▶ _Task prompt_
Give again, word for word, only the lines from the one containing "Detect dark dome" through the final line.

— begin Records supplied —

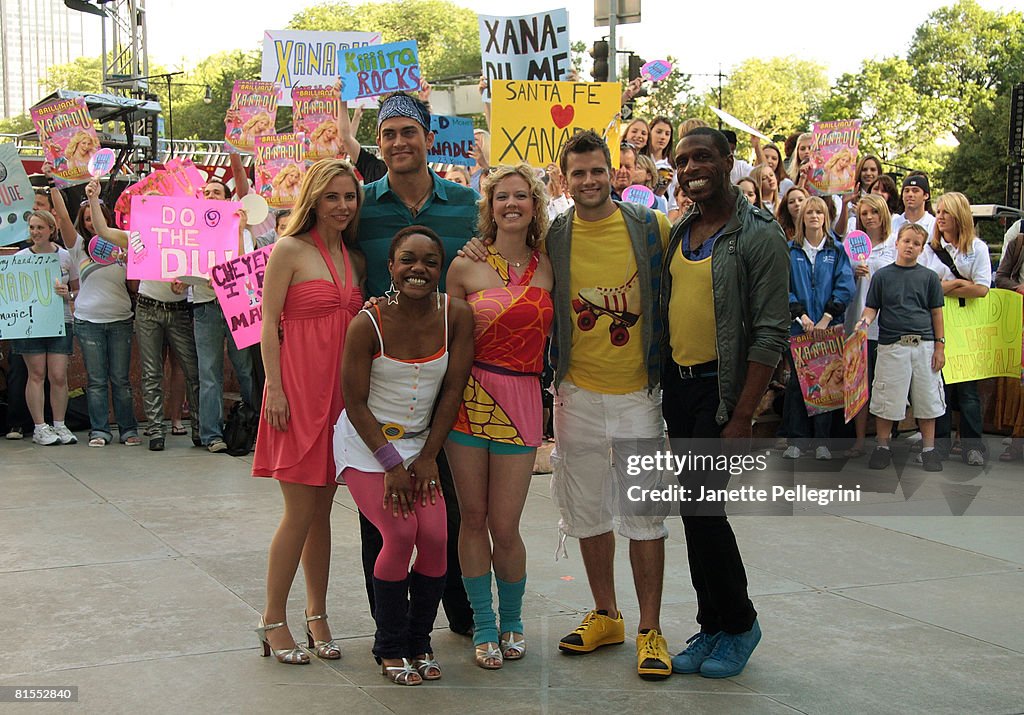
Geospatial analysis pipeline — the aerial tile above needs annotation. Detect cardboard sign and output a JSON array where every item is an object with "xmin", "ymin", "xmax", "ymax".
[
  {"xmin": 843, "ymin": 230, "xmax": 871, "ymax": 263},
  {"xmin": 338, "ymin": 40, "xmax": 420, "ymax": 100},
  {"xmin": 224, "ymin": 80, "xmax": 280, "ymax": 152},
  {"xmin": 210, "ymin": 246, "xmax": 273, "ymax": 350},
  {"xmin": 292, "ymin": 87, "xmax": 345, "ymax": 163},
  {"xmin": 128, "ymin": 196, "xmax": 239, "ymax": 281},
  {"xmin": 0, "ymin": 144, "xmax": 36, "ymax": 246},
  {"xmin": 790, "ymin": 326, "xmax": 843, "ymax": 416},
  {"xmin": 807, "ymin": 119, "xmax": 860, "ymax": 196},
  {"xmin": 490, "ymin": 80, "xmax": 622, "ymax": 169},
  {"xmin": 256, "ymin": 133, "xmax": 306, "ymax": 209},
  {"xmin": 942, "ymin": 288, "xmax": 1022, "ymax": 384},
  {"xmin": 843, "ymin": 330, "xmax": 867, "ymax": 422},
  {"xmin": 260, "ymin": 30, "xmax": 381, "ymax": 106},
  {"xmin": 427, "ymin": 114, "xmax": 476, "ymax": 166},
  {"xmin": 623, "ymin": 183, "xmax": 657, "ymax": 208},
  {"xmin": 0, "ymin": 253, "xmax": 65, "ymax": 340},
  {"xmin": 114, "ymin": 159, "xmax": 206, "ymax": 230},
  {"xmin": 640, "ymin": 59, "xmax": 672, "ymax": 82},
  {"xmin": 31, "ymin": 97, "xmax": 99, "ymax": 183},
  {"xmin": 478, "ymin": 8, "xmax": 571, "ymax": 99}
]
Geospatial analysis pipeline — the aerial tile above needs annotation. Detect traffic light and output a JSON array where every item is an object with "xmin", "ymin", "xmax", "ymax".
[
  {"xmin": 590, "ymin": 40, "xmax": 608, "ymax": 82},
  {"xmin": 630, "ymin": 52, "xmax": 646, "ymax": 81}
]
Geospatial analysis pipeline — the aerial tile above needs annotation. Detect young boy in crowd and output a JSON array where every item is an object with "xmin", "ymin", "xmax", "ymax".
[{"xmin": 856, "ymin": 223, "xmax": 946, "ymax": 471}]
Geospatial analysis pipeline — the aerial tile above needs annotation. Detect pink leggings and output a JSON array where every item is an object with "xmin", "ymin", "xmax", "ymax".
[{"xmin": 342, "ymin": 467, "xmax": 447, "ymax": 581}]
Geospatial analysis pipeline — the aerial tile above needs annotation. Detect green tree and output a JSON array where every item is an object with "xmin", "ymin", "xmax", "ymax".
[
  {"xmin": 288, "ymin": 0, "xmax": 481, "ymax": 80},
  {"xmin": 941, "ymin": 94, "xmax": 1010, "ymax": 204},
  {"xmin": 821, "ymin": 57, "xmax": 952, "ymax": 166},
  {"xmin": 907, "ymin": 0, "xmax": 1024, "ymax": 130},
  {"xmin": 171, "ymin": 50, "xmax": 264, "ymax": 139},
  {"xmin": 705, "ymin": 56, "xmax": 828, "ymax": 148}
]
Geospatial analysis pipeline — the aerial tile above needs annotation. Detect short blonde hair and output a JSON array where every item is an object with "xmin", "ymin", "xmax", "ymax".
[
  {"xmin": 477, "ymin": 164, "xmax": 548, "ymax": 248},
  {"xmin": 857, "ymin": 194, "xmax": 893, "ymax": 241},
  {"xmin": 786, "ymin": 192, "xmax": 828, "ymax": 246},
  {"xmin": 931, "ymin": 192, "xmax": 974, "ymax": 253}
]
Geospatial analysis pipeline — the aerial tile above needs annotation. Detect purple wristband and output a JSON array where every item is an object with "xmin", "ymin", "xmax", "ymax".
[{"xmin": 374, "ymin": 441, "xmax": 402, "ymax": 471}]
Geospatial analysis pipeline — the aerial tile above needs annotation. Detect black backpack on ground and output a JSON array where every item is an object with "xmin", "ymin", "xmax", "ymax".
[{"xmin": 224, "ymin": 399, "xmax": 259, "ymax": 457}]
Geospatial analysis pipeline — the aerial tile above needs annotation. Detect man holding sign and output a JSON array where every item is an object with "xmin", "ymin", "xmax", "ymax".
[
  {"xmin": 547, "ymin": 131, "xmax": 672, "ymax": 680},
  {"xmin": 662, "ymin": 127, "xmax": 790, "ymax": 678},
  {"xmin": 358, "ymin": 93, "xmax": 477, "ymax": 633}
]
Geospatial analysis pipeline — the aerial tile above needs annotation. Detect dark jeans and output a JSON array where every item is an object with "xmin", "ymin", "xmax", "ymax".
[
  {"xmin": 359, "ymin": 451, "xmax": 473, "ymax": 633},
  {"xmin": 662, "ymin": 359, "xmax": 758, "ymax": 633},
  {"xmin": 935, "ymin": 380, "xmax": 986, "ymax": 454},
  {"xmin": 7, "ymin": 352, "xmax": 32, "ymax": 428}
]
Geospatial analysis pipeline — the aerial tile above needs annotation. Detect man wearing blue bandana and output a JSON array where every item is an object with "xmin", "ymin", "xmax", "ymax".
[{"xmin": 358, "ymin": 93, "xmax": 479, "ymax": 634}]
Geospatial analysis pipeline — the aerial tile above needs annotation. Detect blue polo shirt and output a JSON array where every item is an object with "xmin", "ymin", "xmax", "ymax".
[{"xmin": 358, "ymin": 169, "xmax": 479, "ymax": 296}]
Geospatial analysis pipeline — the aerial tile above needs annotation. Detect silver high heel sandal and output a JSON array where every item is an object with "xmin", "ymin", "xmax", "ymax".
[
  {"xmin": 256, "ymin": 616, "xmax": 309, "ymax": 666},
  {"xmin": 302, "ymin": 612, "xmax": 341, "ymax": 661}
]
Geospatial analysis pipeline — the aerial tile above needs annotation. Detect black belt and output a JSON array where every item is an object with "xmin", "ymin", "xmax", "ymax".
[
  {"xmin": 676, "ymin": 360, "xmax": 718, "ymax": 380},
  {"xmin": 138, "ymin": 295, "xmax": 188, "ymax": 310}
]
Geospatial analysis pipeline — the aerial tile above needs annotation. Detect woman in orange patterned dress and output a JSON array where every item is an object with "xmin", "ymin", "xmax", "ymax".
[{"xmin": 444, "ymin": 164, "xmax": 554, "ymax": 670}]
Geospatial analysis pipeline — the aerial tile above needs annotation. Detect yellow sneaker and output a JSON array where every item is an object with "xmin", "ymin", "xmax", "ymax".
[
  {"xmin": 637, "ymin": 628, "xmax": 672, "ymax": 680},
  {"xmin": 558, "ymin": 611, "xmax": 626, "ymax": 655}
]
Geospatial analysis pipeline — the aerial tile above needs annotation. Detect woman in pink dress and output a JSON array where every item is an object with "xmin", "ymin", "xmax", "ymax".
[{"xmin": 253, "ymin": 160, "xmax": 366, "ymax": 664}]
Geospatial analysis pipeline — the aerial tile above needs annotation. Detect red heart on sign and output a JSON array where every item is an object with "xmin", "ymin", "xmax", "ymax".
[{"xmin": 551, "ymin": 104, "xmax": 575, "ymax": 129}]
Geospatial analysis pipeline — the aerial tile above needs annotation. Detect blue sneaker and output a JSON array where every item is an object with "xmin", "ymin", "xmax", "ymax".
[
  {"xmin": 672, "ymin": 631, "xmax": 722, "ymax": 674},
  {"xmin": 700, "ymin": 619, "xmax": 761, "ymax": 678}
]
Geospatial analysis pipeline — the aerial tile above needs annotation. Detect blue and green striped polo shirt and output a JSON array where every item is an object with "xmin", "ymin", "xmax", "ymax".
[{"xmin": 359, "ymin": 169, "xmax": 479, "ymax": 296}]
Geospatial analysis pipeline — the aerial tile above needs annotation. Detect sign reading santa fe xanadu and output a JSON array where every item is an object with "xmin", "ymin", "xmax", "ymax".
[
  {"xmin": 338, "ymin": 40, "xmax": 420, "ymax": 101},
  {"xmin": 490, "ymin": 80, "xmax": 622, "ymax": 168}
]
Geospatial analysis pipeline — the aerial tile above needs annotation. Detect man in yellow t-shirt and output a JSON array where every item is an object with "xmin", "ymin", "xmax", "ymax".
[{"xmin": 547, "ymin": 132, "xmax": 672, "ymax": 680}]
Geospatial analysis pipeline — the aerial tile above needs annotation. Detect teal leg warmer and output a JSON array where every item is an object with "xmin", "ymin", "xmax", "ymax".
[
  {"xmin": 462, "ymin": 571, "xmax": 498, "ymax": 645},
  {"xmin": 495, "ymin": 576, "xmax": 526, "ymax": 633}
]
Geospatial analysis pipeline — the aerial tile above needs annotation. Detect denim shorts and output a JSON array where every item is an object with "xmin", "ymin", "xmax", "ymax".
[{"xmin": 10, "ymin": 323, "xmax": 75, "ymax": 355}]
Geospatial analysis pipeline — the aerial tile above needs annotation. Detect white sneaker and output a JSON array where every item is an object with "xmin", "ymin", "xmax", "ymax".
[
  {"xmin": 32, "ymin": 424, "xmax": 60, "ymax": 447},
  {"xmin": 53, "ymin": 424, "xmax": 78, "ymax": 445}
]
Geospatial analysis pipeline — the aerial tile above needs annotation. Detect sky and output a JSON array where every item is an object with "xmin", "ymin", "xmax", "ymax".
[{"xmin": 123, "ymin": 0, "xmax": 1013, "ymax": 96}]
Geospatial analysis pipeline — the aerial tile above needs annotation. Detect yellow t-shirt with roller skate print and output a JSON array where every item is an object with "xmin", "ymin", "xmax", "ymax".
[{"xmin": 566, "ymin": 211, "xmax": 670, "ymax": 394}]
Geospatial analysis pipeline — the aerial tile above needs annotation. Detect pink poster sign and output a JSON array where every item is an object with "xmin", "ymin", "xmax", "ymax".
[
  {"xmin": 128, "ymin": 196, "xmax": 239, "ymax": 281},
  {"xmin": 210, "ymin": 246, "xmax": 273, "ymax": 350},
  {"xmin": 31, "ymin": 97, "xmax": 99, "ymax": 183},
  {"xmin": 224, "ymin": 80, "xmax": 280, "ymax": 152}
]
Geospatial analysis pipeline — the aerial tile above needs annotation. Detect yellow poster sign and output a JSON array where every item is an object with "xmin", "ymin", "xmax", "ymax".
[
  {"xmin": 942, "ymin": 288, "xmax": 1022, "ymax": 384},
  {"xmin": 490, "ymin": 80, "xmax": 623, "ymax": 169}
]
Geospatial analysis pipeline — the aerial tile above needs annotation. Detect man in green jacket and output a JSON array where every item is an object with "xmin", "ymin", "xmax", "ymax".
[{"xmin": 662, "ymin": 127, "xmax": 790, "ymax": 678}]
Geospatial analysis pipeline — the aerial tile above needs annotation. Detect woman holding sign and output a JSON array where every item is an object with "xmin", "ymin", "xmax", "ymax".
[
  {"xmin": 47, "ymin": 173, "xmax": 142, "ymax": 447},
  {"xmin": 253, "ymin": 160, "xmax": 366, "ymax": 665},
  {"xmin": 11, "ymin": 211, "xmax": 79, "ymax": 445},
  {"xmin": 921, "ymin": 192, "xmax": 992, "ymax": 467},
  {"xmin": 444, "ymin": 164, "xmax": 554, "ymax": 670}
]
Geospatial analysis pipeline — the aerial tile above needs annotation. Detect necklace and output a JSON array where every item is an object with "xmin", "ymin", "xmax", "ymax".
[
  {"xmin": 401, "ymin": 182, "xmax": 434, "ymax": 216},
  {"xmin": 495, "ymin": 248, "xmax": 534, "ymax": 268}
]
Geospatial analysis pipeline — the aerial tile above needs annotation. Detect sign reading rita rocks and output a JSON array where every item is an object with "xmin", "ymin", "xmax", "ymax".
[
  {"xmin": 490, "ymin": 80, "xmax": 622, "ymax": 169},
  {"xmin": 338, "ymin": 40, "xmax": 420, "ymax": 101}
]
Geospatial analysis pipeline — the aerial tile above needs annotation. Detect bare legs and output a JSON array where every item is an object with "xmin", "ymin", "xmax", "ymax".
[
  {"xmin": 23, "ymin": 352, "xmax": 68, "ymax": 424},
  {"xmin": 263, "ymin": 481, "xmax": 337, "ymax": 649},
  {"xmin": 444, "ymin": 441, "xmax": 536, "ymax": 582}
]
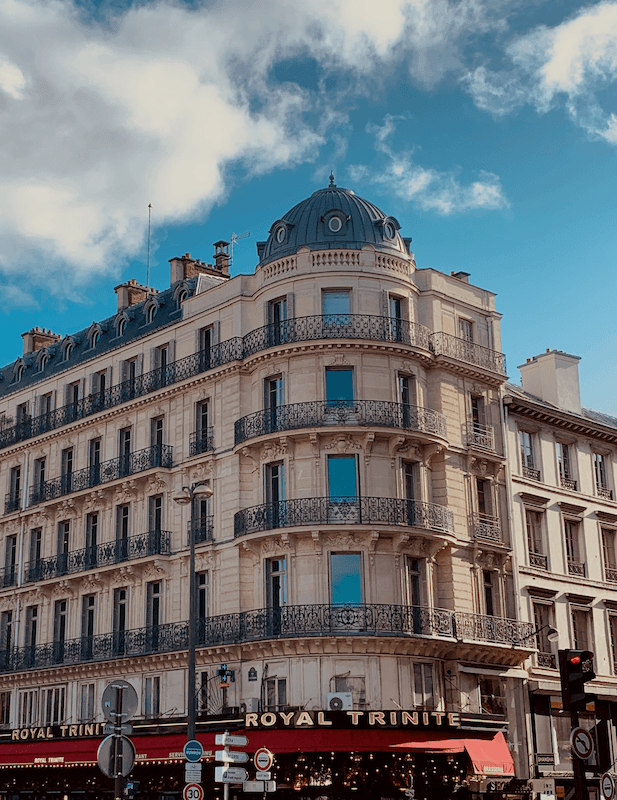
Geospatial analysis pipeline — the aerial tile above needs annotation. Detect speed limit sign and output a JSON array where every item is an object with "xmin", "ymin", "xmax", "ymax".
[{"xmin": 182, "ymin": 783, "xmax": 204, "ymax": 800}]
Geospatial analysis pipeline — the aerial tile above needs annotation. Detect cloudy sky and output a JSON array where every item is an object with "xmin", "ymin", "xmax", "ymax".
[{"xmin": 0, "ymin": 0, "xmax": 617, "ymax": 414}]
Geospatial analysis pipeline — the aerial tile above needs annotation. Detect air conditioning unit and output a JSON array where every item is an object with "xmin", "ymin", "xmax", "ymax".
[
  {"xmin": 240, "ymin": 697, "xmax": 259, "ymax": 714},
  {"xmin": 328, "ymin": 692, "xmax": 353, "ymax": 711}
]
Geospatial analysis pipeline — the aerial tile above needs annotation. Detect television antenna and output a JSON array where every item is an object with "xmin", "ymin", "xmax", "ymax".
[{"xmin": 229, "ymin": 231, "xmax": 251, "ymax": 267}]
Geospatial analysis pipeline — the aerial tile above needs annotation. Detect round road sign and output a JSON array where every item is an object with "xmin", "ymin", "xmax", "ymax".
[
  {"xmin": 253, "ymin": 747, "xmax": 274, "ymax": 772},
  {"xmin": 182, "ymin": 783, "xmax": 204, "ymax": 800},
  {"xmin": 570, "ymin": 728, "xmax": 593, "ymax": 761},
  {"xmin": 184, "ymin": 739, "xmax": 204, "ymax": 763},
  {"xmin": 600, "ymin": 772, "xmax": 617, "ymax": 800}
]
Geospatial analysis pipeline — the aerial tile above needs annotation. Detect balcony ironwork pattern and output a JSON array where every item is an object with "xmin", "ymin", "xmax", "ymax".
[
  {"xmin": 529, "ymin": 553, "xmax": 548, "ymax": 569},
  {"xmin": 24, "ymin": 531, "xmax": 171, "ymax": 583},
  {"xmin": 234, "ymin": 400, "xmax": 447, "ymax": 444},
  {"xmin": 472, "ymin": 514, "xmax": 503, "ymax": 544},
  {"xmin": 431, "ymin": 331, "xmax": 506, "ymax": 375},
  {"xmin": 467, "ymin": 422, "xmax": 495, "ymax": 452},
  {"xmin": 568, "ymin": 558, "xmax": 586, "ymax": 578},
  {"xmin": 189, "ymin": 427, "xmax": 214, "ymax": 456},
  {"xmin": 0, "ymin": 314, "xmax": 505, "ymax": 449},
  {"xmin": 28, "ymin": 444, "xmax": 173, "ymax": 506},
  {"xmin": 0, "ymin": 604, "xmax": 533, "ymax": 673},
  {"xmin": 234, "ymin": 497, "xmax": 454, "ymax": 536}
]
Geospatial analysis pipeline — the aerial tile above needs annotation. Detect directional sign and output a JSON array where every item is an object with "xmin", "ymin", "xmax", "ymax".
[
  {"xmin": 215, "ymin": 750, "xmax": 249, "ymax": 764},
  {"xmin": 97, "ymin": 736, "xmax": 135, "ymax": 778},
  {"xmin": 183, "ymin": 739, "xmax": 204, "ymax": 762},
  {"xmin": 102, "ymin": 680, "xmax": 137, "ymax": 722},
  {"xmin": 570, "ymin": 728, "xmax": 593, "ymax": 761},
  {"xmin": 214, "ymin": 733, "xmax": 249, "ymax": 747},
  {"xmin": 214, "ymin": 767, "xmax": 246, "ymax": 783},
  {"xmin": 182, "ymin": 783, "xmax": 204, "ymax": 800},
  {"xmin": 253, "ymin": 747, "xmax": 274, "ymax": 772},
  {"xmin": 600, "ymin": 772, "xmax": 617, "ymax": 800}
]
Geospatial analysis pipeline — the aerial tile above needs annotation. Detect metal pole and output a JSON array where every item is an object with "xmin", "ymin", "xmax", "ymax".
[{"xmin": 186, "ymin": 490, "xmax": 197, "ymax": 742}]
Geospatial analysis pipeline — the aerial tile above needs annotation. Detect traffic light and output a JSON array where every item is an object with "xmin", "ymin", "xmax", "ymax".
[{"xmin": 559, "ymin": 650, "xmax": 596, "ymax": 711}]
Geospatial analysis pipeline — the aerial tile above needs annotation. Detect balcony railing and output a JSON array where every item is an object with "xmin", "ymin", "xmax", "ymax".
[
  {"xmin": 467, "ymin": 422, "xmax": 495, "ymax": 452},
  {"xmin": 234, "ymin": 400, "xmax": 447, "ymax": 444},
  {"xmin": 234, "ymin": 497, "xmax": 454, "ymax": 536},
  {"xmin": 0, "ymin": 604, "xmax": 533, "ymax": 673},
  {"xmin": 28, "ymin": 444, "xmax": 173, "ymax": 506},
  {"xmin": 529, "ymin": 553, "xmax": 548, "ymax": 569},
  {"xmin": 472, "ymin": 514, "xmax": 503, "ymax": 544},
  {"xmin": 24, "ymin": 531, "xmax": 171, "ymax": 583},
  {"xmin": 0, "ymin": 314, "xmax": 505, "ymax": 449},
  {"xmin": 189, "ymin": 428, "xmax": 214, "ymax": 456},
  {"xmin": 431, "ymin": 331, "xmax": 506, "ymax": 375}
]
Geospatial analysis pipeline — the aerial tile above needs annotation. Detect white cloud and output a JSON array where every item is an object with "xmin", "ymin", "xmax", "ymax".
[
  {"xmin": 350, "ymin": 116, "xmax": 508, "ymax": 216},
  {"xmin": 463, "ymin": 1, "xmax": 617, "ymax": 144}
]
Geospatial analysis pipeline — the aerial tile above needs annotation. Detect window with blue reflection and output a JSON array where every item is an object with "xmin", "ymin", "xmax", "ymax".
[
  {"xmin": 330, "ymin": 553, "xmax": 362, "ymax": 606},
  {"xmin": 326, "ymin": 367, "xmax": 353, "ymax": 405},
  {"xmin": 328, "ymin": 456, "xmax": 358, "ymax": 501}
]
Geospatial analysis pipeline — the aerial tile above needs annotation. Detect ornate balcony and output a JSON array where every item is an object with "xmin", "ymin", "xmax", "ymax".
[
  {"xmin": 24, "ymin": 531, "xmax": 171, "ymax": 583},
  {"xmin": 431, "ymin": 331, "xmax": 506, "ymax": 377},
  {"xmin": 472, "ymin": 514, "xmax": 503, "ymax": 544},
  {"xmin": 28, "ymin": 444, "xmax": 173, "ymax": 506},
  {"xmin": 234, "ymin": 497, "xmax": 454, "ymax": 536},
  {"xmin": 0, "ymin": 604, "xmax": 533, "ymax": 673},
  {"xmin": 189, "ymin": 428, "xmax": 214, "ymax": 456},
  {"xmin": 234, "ymin": 400, "xmax": 447, "ymax": 445}
]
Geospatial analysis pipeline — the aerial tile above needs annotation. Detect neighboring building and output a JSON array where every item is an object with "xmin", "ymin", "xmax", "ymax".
[
  {"xmin": 0, "ymin": 182, "xmax": 532, "ymax": 800},
  {"xmin": 504, "ymin": 350, "xmax": 617, "ymax": 797}
]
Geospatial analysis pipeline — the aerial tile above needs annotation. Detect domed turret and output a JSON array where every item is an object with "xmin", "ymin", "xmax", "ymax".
[{"xmin": 257, "ymin": 175, "xmax": 411, "ymax": 266}]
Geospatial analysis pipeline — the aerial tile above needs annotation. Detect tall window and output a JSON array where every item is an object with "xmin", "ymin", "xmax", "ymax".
[{"xmin": 330, "ymin": 553, "xmax": 362, "ymax": 606}]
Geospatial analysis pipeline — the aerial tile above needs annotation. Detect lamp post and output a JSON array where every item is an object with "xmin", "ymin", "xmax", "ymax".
[{"xmin": 173, "ymin": 481, "xmax": 214, "ymax": 742}]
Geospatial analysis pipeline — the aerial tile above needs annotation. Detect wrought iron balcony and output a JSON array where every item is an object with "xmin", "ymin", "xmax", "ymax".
[
  {"xmin": 466, "ymin": 422, "xmax": 495, "ymax": 452},
  {"xmin": 189, "ymin": 428, "xmax": 214, "ymax": 456},
  {"xmin": 0, "ymin": 604, "xmax": 533, "ymax": 673},
  {"xmin": 24, "ymin": 531, "xmax": 171, "ymax": 583},
  {"xmin": 234, "ymin": 497, "xmax": 454, "ymax": 536},
  {"xmin": 28, "ymin": 444, "xmax": 173, "ymax": 506},
  {"xmin": 472, "ymin": 514, "xmax": 503, "ymax": 544},
  {"xmin": 529, "ymin": 553, "xmax": 548, "ymax": 569},
  {"xmin": 4, "ymin": 492, "xmax": 21, "ymax": 514},
  {"xmin": 431, "ymin": 331, "xmax": 506, "ymax": 376},
  {"xmin": 234, "ymin": 400, "xmax": 447, "ymax": 444}
]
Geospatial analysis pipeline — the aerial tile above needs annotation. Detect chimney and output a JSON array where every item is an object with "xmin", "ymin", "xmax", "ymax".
[
  {"xmin": 21, "ymin": 325, "xmax": 62, "ymax": 356},
  {"xmin": 519, "ymin": 350, "xmax": 581, "ymax": 414},
  {"xmin": 114, "ymin": 278, "xmax": 158, "ymax": 311}
]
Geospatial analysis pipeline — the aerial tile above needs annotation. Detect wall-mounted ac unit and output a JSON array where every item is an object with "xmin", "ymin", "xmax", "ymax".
[
  {"xmin": 240, "ymin": 697, "xmax": 259, "ymax": 714},
  {"xmin": 328, "ymin": 692, "xmax": 353, "ymax": 711}
]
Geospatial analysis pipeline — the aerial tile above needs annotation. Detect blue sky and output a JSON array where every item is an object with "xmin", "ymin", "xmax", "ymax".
[{"xmin": 0, "ymin": 0, "xmax": 617, "ymax": 415}]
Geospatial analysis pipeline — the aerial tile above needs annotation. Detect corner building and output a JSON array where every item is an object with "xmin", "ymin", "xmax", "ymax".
[{"xmin": 0, "ymin": 182, "xmax": 535, "ymax": 800}]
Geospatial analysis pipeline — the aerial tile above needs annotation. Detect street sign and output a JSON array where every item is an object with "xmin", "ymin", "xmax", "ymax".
[
  {"xmin": 253, "ymin": 747, "xmax": 274, "ymax": 772},
  {"xmin": 214, "ymin": 733, "xmax": 249, "ymax": 747},
  {"xmin": 184, "ymin": 761, "xmax": 201, "ymax": 783},
  {"xmin": 182, "ymin": 783, "xmax": 204, "ymax": 800},
  {"xmin": 215, "ymin": 750, "xmax": 249, "ymax": 764},
  {"xmin": 570, "ymin": 728, "xmax": 593, "ymax": 761},
  {"xmin": 183, "ymin": 739, "xmax": 204, "ymax": 762},
  {"xmin": 600, "ymin": 772, "xmax": 617, "ymax": 800},
  {"xmin": 214, "ymin": 767, "xmax": 246, "ymax": 783},
  {"xmin": 96, "ymin": 736, "xmax": 135, "ymax": 778},
  {"xmin": 103, "ymin": 722, "xmax": 133, "ymax": 736},
  {"xmin": 101, "ymin": 680, "xmax": 137, "ymax": 722}
]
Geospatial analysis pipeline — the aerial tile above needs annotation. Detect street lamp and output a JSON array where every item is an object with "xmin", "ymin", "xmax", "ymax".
[{"xmin": 173, "ymin": 481, "xmax": 214, "ymax": 742}]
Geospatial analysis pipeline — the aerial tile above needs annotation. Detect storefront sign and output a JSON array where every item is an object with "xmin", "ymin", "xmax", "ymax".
[{"xmin": 244, "ymin": 711, "xmax": 461, "ymax": 729}]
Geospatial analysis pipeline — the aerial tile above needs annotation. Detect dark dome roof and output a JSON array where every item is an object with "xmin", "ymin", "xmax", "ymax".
[{"xmin": 257, "ymin": 183, "xmax": 411, "ymax": 265}]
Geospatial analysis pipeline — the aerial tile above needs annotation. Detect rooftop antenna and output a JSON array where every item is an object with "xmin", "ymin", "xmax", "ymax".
[
  {"xmin": 229, "ymin": 231, "xmax": 251, "ymax": 267},
  {"xmin": 146, "ymin": 203, "xmax": 152, "ymax": 289}
]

— end Records supplied —

▶ _Written response_
Geospatial analysis pipeline — the aerial tile above needs annotation. Detect dark dome roof and output a JSON array where every item is an object with "xmin", "ymin", "xmax", "ymax".
[{"xmin": 257, "ymin": 183, "xmax": 411, "ymax": 265}]
Geospatial analysis pipeline — the aerial tile above needs annotation. Detect rooftop antenna and output a JSON array where every item is an object with "xmin", "ymin", "xmax", "ymax".
[
  {"xmin": 229, "ymin": 231, "xmax": 251, "ymax": 267},
  {"xmin": 146, "ymin": 203, "xmax": 152, "ymax": 289}
]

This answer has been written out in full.